> _PERMINTAAN TERTULIS_
Bisakah Anda menyalin ulang tanpa perubahan bagian dari tulisan tentang mobil terkunci dan dus buku yang jebol di bawah ini, dari "Sabtu, 29 Desember" sampai "terkunci itu :D)."?

> _TEKS YANG DIBERIKAN_
----

Sabtu, 29 Desember 2012

Buku di Tempat Kaum Nomad




Petang Sabtu (29/12) ini, ada insiden kecil di Rumah Halilintar (eh, tiba-tiba saja tercetus ide memakai nama ini untuk menyebut “rumah-kontrakan-kami-di-Siantar-ini”).  BJ terlalu keras ketika menutup kunci mobil sehingga semua pintu terkunci otomatis. Celakanya, kunci masih tergantung di starter! Jadilah, petang sampai malam ini BJ ribet mencari solusi. Salah satunya adalah membongkar-bongkar lemari/rak untuk mencari kunci cadangan. Nihil di sana, giliran tumpukan dus jadi sasaran pembongkaran. Kalau sudah begini, mau tak mau, saya juga ikut ribet toh. (Kalau nggak ikut ribet ya gimana, mau nggak  mau, sebagai “penumpang”, saya bakalan kena juga efek mobil terkunci itu :D).

Berhubung sudah kecapekan bongkar-bongkar, BJ mengembalikan posisi dus dengan sekedarnya. Akhirnya, saya lah yang harus merapikan. Giliran sebuah dus yang agak berat saya angkat, tiba-tiba alasnya jebol. Isinya mbrojol. Aiih… kalau buku-buku itu kena kepala, sangat mungkin bikin benjol.
Sesaat ada rasa gemas. Deuuh, tambahan pekerjaan yang mau nggak mau harus saya kerjakan. DI TENGAH MALAM!

Untuk sementara saya  biarkan buku-buku itu bertebaran di lantai. Sampai kemudian saya memungutinya, membuka-buka beberapa judul yang menarik, kemudian menumpuknya. Kebanyakan novel, tapi ada juga tema-tema lainnya.

----

> _DATA MENTAH_

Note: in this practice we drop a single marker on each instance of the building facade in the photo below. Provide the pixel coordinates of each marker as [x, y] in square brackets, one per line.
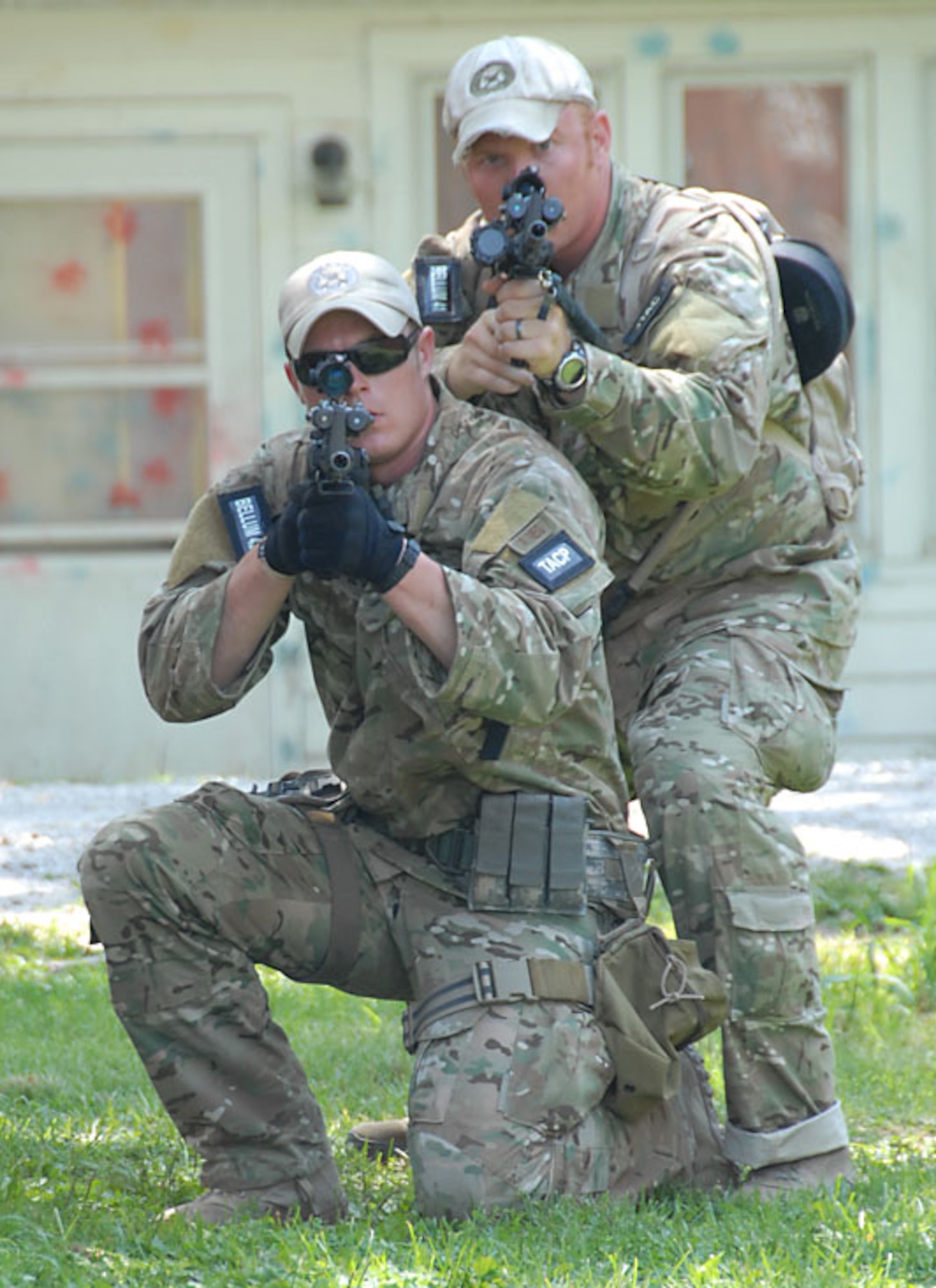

----

> _HASIL YANG DIHARAPKAN_
Sabtu, 29 Desember 2012

Buku di Tempat Kaum Nomad




Petang Sabtu (29/12) ini, ada insiden kecil di Rumah Halilintar (eh, tiba-tiba saja tercetus ide memakai nama ini untuk menyebut “rumah-kontrakan-kami-di-Siantar-ini”).  BJ terlalu keras ketika menutup kunci mobil sehingga semua pintu terkunci otomatis. Celakanya, kunci masih tergantung di starter! Jadilah, petang sampai malam ini BJ ribet mencari solusi. Salah satunya adalah membongkar-bongkar lemari/rak untuk mencari kunci cadangan. Nihil di sana, giliran tumpukan dus jadi sasaran pembongkaran. Kalau sudah begini, mau tak mau, saya juga ikut ribet toh. (Kalau nggak ikut ribet ya gimana, mau nggak  mau, sebagai “penumpang”, saya bakalan kena juga efek mobil terkunci itu :D).